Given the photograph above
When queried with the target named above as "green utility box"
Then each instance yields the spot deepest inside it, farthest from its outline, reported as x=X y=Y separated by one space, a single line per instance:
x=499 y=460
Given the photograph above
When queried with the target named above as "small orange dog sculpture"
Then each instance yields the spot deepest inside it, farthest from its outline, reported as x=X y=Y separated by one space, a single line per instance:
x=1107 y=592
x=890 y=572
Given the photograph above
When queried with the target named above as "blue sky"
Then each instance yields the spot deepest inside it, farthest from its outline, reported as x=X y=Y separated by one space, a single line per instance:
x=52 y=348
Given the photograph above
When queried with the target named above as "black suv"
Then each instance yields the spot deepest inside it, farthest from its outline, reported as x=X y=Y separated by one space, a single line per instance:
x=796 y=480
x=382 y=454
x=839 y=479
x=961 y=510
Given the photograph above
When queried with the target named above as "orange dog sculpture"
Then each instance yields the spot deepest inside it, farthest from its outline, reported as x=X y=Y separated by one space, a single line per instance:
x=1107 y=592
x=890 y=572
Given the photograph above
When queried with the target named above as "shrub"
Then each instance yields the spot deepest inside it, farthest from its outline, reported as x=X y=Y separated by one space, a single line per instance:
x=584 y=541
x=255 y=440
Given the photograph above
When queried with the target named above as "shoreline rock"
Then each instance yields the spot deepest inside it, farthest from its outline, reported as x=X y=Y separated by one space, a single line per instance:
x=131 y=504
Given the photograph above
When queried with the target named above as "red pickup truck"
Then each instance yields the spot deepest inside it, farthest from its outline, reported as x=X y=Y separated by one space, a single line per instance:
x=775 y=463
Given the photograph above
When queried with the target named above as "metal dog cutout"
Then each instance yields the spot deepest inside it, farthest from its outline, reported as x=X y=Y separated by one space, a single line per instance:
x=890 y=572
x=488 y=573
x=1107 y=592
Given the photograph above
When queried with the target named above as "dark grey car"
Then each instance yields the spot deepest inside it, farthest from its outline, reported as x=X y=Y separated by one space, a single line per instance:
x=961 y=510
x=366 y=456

◆ ◆ ◆ ◆

* _What you need to do_: Take the lines from the start of the items through the line containing "x=499 y=460", switch "green utility box" to "gray electrical cabinet", and write out only those lines again with nothing else changed.

* _Finished answer_:
Given the photograph above
When queried with the target named above as "gray electrical cabinet"
Then each instance yields the spot deepest inside it, farthest from its outline, reported as x=X y=Y separated by one space, a single line per instance:
x=499 y=460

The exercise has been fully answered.